Source data:
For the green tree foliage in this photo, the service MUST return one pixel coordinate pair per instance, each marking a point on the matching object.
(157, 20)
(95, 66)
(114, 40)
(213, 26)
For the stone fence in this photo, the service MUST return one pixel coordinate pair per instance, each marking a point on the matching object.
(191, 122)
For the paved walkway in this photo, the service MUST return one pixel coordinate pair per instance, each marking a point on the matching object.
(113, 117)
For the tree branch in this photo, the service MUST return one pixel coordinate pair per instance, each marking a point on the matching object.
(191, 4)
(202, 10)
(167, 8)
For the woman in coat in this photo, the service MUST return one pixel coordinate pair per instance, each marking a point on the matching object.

The problem: Can you quote every one of the records above word for word?

Response to the exercise:
For the green tree foliage in this photo, the service MUST return one pixel coordinate pair per instance, each marking a point on the matching object.
(157, 20)
(95, 66)
(114, 40)
(213, 26)
For the stone fence in this photo, the service MUST return one pixel coordinate pair per instance, each marking a point on the matching object.
(191, 122)
For the paved walkway in this photo, the service MUST return one pixel coordinate pair per instance, each marking a point on the matching object.
(113, 117)
For the tree branch in this photo, the service MUST return one pixel coordinate pair per instance, each marking a point on the matching object.
(191, 4)
(202, 10)
(167, 8)
For the woman in coat in this photo, the service MUST return one pixel coordinate pair per instance, each marking a point on the matching object.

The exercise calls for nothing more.